**WORK TO COMPLETE**
Will you give the material below again, every line exactly as it is?

**PROVIDED RECORDS**
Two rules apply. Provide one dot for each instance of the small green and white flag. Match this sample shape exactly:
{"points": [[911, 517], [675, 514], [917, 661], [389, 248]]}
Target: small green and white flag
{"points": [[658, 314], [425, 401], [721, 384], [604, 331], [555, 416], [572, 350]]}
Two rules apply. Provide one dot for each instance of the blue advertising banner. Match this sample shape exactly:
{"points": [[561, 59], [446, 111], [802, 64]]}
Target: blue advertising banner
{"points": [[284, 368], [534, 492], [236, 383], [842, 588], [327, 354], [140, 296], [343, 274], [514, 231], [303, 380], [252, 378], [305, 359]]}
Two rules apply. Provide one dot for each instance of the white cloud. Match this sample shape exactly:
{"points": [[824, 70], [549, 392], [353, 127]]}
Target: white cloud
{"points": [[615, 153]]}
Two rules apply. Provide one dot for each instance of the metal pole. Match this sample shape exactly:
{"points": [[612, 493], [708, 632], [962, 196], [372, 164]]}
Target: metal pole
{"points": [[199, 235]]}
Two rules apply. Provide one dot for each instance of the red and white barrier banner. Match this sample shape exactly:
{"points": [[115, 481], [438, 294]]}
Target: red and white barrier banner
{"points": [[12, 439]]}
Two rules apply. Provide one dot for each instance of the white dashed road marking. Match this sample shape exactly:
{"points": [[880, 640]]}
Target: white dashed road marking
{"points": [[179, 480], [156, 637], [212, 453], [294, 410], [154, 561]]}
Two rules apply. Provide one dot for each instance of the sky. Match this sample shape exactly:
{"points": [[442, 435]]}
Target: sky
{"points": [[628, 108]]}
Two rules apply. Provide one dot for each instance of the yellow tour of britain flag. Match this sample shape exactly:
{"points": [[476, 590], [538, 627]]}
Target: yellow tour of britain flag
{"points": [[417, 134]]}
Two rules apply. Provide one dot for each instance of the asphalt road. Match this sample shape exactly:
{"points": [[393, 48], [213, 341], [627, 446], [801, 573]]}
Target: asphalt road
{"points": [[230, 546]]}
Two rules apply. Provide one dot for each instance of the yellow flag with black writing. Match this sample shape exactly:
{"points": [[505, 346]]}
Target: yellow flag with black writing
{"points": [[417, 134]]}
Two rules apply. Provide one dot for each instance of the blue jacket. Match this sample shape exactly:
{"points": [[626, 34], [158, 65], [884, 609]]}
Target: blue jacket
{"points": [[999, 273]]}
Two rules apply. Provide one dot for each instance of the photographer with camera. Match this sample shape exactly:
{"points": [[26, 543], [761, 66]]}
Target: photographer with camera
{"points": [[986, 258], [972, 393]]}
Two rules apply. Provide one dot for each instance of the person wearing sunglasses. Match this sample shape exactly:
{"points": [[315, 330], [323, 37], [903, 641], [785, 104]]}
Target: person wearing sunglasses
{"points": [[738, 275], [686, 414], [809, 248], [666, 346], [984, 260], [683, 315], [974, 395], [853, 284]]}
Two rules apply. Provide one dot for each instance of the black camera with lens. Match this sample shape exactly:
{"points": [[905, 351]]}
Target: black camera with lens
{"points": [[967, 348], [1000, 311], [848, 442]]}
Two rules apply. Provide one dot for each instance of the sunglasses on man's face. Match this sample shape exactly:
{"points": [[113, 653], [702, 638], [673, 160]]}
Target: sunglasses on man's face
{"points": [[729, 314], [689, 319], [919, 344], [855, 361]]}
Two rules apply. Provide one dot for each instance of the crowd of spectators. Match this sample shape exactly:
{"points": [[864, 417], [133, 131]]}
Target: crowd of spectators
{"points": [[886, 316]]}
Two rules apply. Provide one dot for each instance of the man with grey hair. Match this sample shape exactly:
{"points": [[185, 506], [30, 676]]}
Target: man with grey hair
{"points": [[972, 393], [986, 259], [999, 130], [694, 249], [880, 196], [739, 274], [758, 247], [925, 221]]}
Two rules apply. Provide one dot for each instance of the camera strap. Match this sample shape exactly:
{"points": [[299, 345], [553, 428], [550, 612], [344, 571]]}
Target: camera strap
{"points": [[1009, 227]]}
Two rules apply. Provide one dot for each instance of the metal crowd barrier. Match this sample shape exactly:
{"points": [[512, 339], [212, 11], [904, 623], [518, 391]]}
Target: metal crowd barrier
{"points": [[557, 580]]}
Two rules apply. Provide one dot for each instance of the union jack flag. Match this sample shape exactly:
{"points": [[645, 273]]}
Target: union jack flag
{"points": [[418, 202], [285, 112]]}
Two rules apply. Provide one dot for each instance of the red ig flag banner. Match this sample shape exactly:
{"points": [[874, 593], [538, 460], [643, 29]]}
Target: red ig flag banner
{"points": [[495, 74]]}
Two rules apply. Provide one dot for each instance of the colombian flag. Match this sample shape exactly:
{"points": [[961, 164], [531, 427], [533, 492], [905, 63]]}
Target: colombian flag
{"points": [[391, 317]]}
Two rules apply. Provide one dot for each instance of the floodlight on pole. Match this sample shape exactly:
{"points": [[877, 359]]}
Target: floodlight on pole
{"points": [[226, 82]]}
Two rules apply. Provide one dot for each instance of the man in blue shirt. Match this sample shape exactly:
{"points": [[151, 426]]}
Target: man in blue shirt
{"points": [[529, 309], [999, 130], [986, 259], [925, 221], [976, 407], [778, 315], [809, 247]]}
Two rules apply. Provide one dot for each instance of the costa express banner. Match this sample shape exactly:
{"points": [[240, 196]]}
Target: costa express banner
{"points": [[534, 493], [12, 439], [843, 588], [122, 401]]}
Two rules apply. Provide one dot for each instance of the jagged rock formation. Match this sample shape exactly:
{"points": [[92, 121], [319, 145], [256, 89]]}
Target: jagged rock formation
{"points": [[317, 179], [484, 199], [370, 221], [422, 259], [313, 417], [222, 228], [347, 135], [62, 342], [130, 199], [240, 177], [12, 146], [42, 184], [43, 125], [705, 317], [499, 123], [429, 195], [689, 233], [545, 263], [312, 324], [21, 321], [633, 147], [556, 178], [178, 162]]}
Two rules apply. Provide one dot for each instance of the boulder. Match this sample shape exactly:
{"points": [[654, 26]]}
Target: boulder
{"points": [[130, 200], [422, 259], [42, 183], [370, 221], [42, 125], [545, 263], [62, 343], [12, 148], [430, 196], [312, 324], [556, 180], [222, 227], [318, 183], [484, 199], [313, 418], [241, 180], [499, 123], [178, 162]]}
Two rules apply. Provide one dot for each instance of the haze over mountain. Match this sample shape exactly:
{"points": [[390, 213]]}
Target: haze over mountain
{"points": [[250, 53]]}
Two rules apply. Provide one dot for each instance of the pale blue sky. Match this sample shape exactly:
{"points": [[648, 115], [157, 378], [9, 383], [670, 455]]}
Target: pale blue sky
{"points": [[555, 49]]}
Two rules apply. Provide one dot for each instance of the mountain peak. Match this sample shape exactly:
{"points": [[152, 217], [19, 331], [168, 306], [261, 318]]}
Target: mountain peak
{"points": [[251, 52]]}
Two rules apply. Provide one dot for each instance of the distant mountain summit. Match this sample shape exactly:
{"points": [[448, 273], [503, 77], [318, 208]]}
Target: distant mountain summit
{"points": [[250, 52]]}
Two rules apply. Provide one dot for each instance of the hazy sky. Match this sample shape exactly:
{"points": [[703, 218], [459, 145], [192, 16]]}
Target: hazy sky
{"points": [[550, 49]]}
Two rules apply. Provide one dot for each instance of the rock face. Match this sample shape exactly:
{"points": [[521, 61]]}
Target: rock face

**WRITTEN RESPONSE**
Two rules apply. Provide one dot for each instance of the small green and white flag. Match this sample shape exactly:
{"points": [[911, 517], [675, 514], [917, 661], [389, 248]]}
Target: small green and white flag
{"points": [[658, 314], [425, 401], [721, 384], [604, 331], [555, 416], [572, 350]]}
Two rules apply. Provide one dot for each instance of the blue advertising banner. Match this sample shape exactly:
{"points": [[561, 59], [446, 111], [802, 64]]}
Target: blue advertising banner
{"points": [[284, 368], [534, 492], [236, 383], [842, 588], [327, 354], [140, 296], [343, 274], [514, 231], [303, 380], [252, 378], [305, 359]]}
Two rules apply. Provide one dot for each instance of the white cloud. Match this sample shape exactly:
{"points": [[824, 70], [549, 392], [353, 127]]}
Target: white cloud
{"points": [[615, 153]]}
Two rules apply. Provide one dot for each instance of the metal pole. Match this sample shape exactly:
{"points": [[612, 493], [708, 632], [962, 196], [372, 164]]}
Target: metal pole
{"points": [[199, 235]]}
Two rules apply. Provide one dot for each instance of the red and white barrier banner. Match this sample shape exactly:
{"points": [[115, 481], [438, 294]]}
Target: red and white barrier banner
{"points": [[12, 439]]}
Two rules apply. Provide one dot for each instance of the white dashed road marking. Match this sample shape exactly:
{"points": [[880, 640]]}
Target: white dashed road marking
{"points": [[179, 480], [156, 637], [212, 453], [294, 410], [154, 561]]}
Two rules apply. Provide one dot for each instance of the sky. Match this sample shape exactly:
{"points": [[442, 435]]}
Target: sky
{"points": [[628, 108]]}
Two rules apply. Provide one dot for each instance of the yellow tour of britain flag. Match this sample shape exactly:
{"points": [[476, 590], [538, 627]]}
Target: yellow tour of britain flag
{"points": [[417, 134]]}
Two rules apply. Provide one dot for each instance of the asphalt road. Match this sample shape exactly:
{"points": [[393, 48], [213, 341], [627, 446], [801, 573]]}
Target: asphalt road
{"points": [[230, 546]]}
Two rules apply. Provide one dot for each instance of the yellow flag with black writing. Match this sample shape exactly:
{"points": [[505, 346]]}
Target: yellow flag with black writing
{"points": [[417, 134]]}
Two rules apply. Provide one dot for each instance of the blue jacket. Match this sample shape exactly:
{"points": [[626, 34], [158, 65], [884, 609]]}
Target: blue jacket
{"points": [[999, 273]]}
Two rules apply. Provide one dot for each instance of the photographer with camera. Match this sample shape exactly:
{"points": [[26, 543], [761, 66]]}
Target: photographer with camera
{"points": [[986, 258], [972, 393]]}
Two rules apply. Provide one dot for each instance of the person wearing sunglasses. Match this sample shape exactly:
{"points": [[315, 330], [323, 37], [903, 641], [785, 104]]}
Target: person wearing sunglasses
{"points": [[738, 275], [686, 414], [809, 248], [666, 346], [984, 260], [683, 315], [974, 395], [853, 284]]}
Two rules apply. Provide one dot for each instance of the black camera with lens. Match this sample shape exactly:
{"points": [[905, 351]]}
Target: black camera with lens
{"points": [[967, 348], [1000, 311], [848, 442]]}
Two rules apply. Provide one dot for each instance of the sunglasses on man's face. Match this sample shape exactly:
{"points": [[113, 653], [702, 638], [673, 160]]}
Target: sunglasses on man's face
{"points": [[729, 314], [689, 319], [919, 344], [855, 361]]}
Two rules apply. Provide one dot for each instance of the crowd of spectators. Match this sample shape exactly:
{"points": [[864, 417], [133, 131]]}
Target: crowd of spectators
{"points": [[886, 316]]}
Two rules apply. Provide one dot for each instance of the man with grey hair. Match this sample shape exactly:
{"points": [[185, 506], [30, 676]]}
Target: man with grey hair
{"points": [[972, 393], [986, 259], [999, 130], [694, 249], [880, 196], [739, 274], [758, 247], [925, 221]]}
Two rules apply. Provide one dot for each instance of the camera strap. Match this sample shape exactly:
{"points": [[299, 345], [553, 428], [550, 612], [344, 571]]}
Target: camera strap
{"points": [[1009, 227]]}
Two rules apply. Provide one dot for each instance of the metal crowd barrier. Match this sample shape exactly:
{"points": [[512, 339], [212, 11], [904, 623], [518, 391]]}
Target: metal crowd barrier
{"points": [[557, 580]]}
Two rules apply. Provide one dot for each instance of the union jack flag. Match this sample shape exactly:
{"points": [[645, 273]]}
Target: union jack flag
{"points": [[418, 202], [285, 112]]}
Two rules apply. Provide one dot for each instance of the red ig flag banner. Match this sample shape exactly:
{"points": [[874, 593], [538, 460], [643, 29]]}
Target: red ig flag banner
{"points": [[495, 74]]}
Two rules apply. Provide one dot for each instance of the colombian flag. Match this sample shape exactly:
{"points": [[961, 164], [531, 427], [533, 492], [905, 63]]}
Target: colombian flag
{"points": [[391, 317]]}
Two rules apply. Provide one dot for each instance of the floodlight on pole. Match this sample shape exactly:
{"points": [[877, 359]]}
Target: floodlight on pole
{"points": [[226, 82]]}
Two rules apply. Provide one dot for each instance of the man in blue shirt. Match this sample shape exactly:
{"points": [[151, 426]]}
Target: man in blue shirt
{"points": [[529, 309], [999, 130], [986, 259], [925, 221], [976, 407], [778, 315], [809, 247]]}
Two rules apply. Provide one dot for each instance of the costa express banner. Match this sample shape exactly:
{"points": [[240, 196]]}
Target: costa express banner
{"points": [[534, 493], [12, 439], [843, 588], [122, 401]]}
Two rules apply. Provide one dot for each instance of the jagged rock formation. Match this sample shape exactly:
{"points": [[92, 121], [319, 145], [256, 89]]}
Target: jagged rock formation
{"points": [[317, 179], [484, 199], [370, 221], [422, 259], [313, 417], [222, 228], [347, 135], [62, 342], [130, 199], [240, 177], [12, 146], [42, 184], [43, 125], [705, 317], [499, 123], [429, 195], [689, 233], [545, 263], [312, 324], [21, 321], [633, 147], [556, 178], [178, 162]]}
Two rules apply. Provide one dot for each instance of the boulder. Match this sample shape exactly:
{"points": [[654, 26]]}
Target: boulder
{"points": [[130, 200], [422, 259], [42, 183], [370, 221], [42, 125], [545, 263], [62, 343], [12, 148], [430, 196], [312, 324], [556, 180], [222, 227], [318, 183], [484, 199], [313, 418], [241, 180], [499, 123], [178, 162]]}
Two rules apply. Provide one dot for each instance of the haze over mountain. Match this sample shape exactly:
{"points": [[390, 213]]}
Target: haze over mountain
{"points": [[250, 53]]}
Two rules apply. Provide one dot for each instance of the pale blue sky. Match this sample shape exactly:
{"points": [[648, 115], [157, 378], [9, 383], [670, 455]]}
Target: pale blue sky
{"points": [[555, 49]]}
Two rules apply. Provide one dot for each instance of the mountain peak. Match this sample shape exactly:
{"points": [[152, 217], [19, 331], [168, 306], [261, 318]]}
Target: mountain peak
{"points": [[251, 52]]}
Two rules apply. Provide one dot for each instance of the distant mountain summit. Match this sample shape exactly:
{"points": [[448, 273], [503, 77], [318, 208]]}
Target: distant mountain summit
{"points": [[250, 52]]}
Two rules apply. Provide one dot for each instance of the hazy sky. Match this sample shape exactly:
{"points": [[703, 218], [459, 145], [192, 16]]}
Target: hazy sky
{"points": [[550, 49]]}
Two rules apply. Provide one dot for each instance of the rock face. Match this sample shape exactly:
{"points": [[521, 61]]}
Target: rock face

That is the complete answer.